Work to be completed: Copy out the final stretch of the listing: the line that contains "Where can the hillside" and all lines after it, exactly as they appear.

Source data:
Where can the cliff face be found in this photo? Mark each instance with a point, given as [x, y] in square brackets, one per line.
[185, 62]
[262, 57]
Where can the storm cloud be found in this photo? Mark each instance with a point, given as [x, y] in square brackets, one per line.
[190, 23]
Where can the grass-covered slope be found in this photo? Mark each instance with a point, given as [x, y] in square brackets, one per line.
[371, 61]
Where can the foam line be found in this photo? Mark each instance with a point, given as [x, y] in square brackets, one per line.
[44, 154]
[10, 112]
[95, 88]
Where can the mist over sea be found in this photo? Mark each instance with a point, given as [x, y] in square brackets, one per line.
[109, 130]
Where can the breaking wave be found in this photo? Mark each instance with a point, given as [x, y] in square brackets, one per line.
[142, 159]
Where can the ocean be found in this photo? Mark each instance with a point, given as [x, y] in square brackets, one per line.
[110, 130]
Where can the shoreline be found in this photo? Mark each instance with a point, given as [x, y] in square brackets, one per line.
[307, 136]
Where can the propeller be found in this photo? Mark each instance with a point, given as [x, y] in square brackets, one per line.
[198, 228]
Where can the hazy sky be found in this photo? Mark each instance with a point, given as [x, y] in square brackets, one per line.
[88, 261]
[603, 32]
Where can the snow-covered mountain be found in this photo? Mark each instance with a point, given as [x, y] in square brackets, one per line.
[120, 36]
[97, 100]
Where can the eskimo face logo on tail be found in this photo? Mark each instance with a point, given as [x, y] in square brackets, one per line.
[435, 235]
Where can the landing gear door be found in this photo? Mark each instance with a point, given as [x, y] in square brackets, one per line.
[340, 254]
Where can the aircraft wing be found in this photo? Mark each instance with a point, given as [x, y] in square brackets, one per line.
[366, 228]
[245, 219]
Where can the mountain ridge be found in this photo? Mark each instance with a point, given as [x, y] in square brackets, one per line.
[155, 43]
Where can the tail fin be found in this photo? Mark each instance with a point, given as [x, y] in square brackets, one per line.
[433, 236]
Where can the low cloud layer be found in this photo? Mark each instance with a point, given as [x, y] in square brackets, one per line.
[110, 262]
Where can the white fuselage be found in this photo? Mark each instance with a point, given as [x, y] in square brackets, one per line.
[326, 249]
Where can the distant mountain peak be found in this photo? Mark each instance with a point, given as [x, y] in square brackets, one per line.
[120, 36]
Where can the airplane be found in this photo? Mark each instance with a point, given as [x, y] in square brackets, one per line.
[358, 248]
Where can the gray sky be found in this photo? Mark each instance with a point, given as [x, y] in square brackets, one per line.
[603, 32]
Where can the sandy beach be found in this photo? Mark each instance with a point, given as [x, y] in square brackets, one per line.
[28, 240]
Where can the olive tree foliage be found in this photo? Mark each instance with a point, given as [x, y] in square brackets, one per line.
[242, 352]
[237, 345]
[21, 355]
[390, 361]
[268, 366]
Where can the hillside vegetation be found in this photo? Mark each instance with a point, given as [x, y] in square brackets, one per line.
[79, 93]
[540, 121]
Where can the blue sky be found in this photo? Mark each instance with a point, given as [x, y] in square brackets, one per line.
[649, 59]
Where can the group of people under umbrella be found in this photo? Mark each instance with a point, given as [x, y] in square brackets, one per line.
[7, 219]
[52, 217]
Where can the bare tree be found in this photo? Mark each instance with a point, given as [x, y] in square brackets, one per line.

Answer for this exercise:
Where can the hillside vegetation be found in this photo? Mark each instance with a point, given as [x, y] in square brackets, one per line.
[79, 93]
[540, 121]
Where can the blue sky be found in this photo? Mark each instance with a point, given as [x, y] in square brackets, one per line.
[649, 59]
Where can the group of people under umbrella be found in this photo? Mark each instance with a point, given as [x, y] in square brackets, one per line.
[7, 219]
[52, 217]
Where can the bare tree be found in this photo? Mark each instance with a point, given as [x, y] in square brackets, one per line.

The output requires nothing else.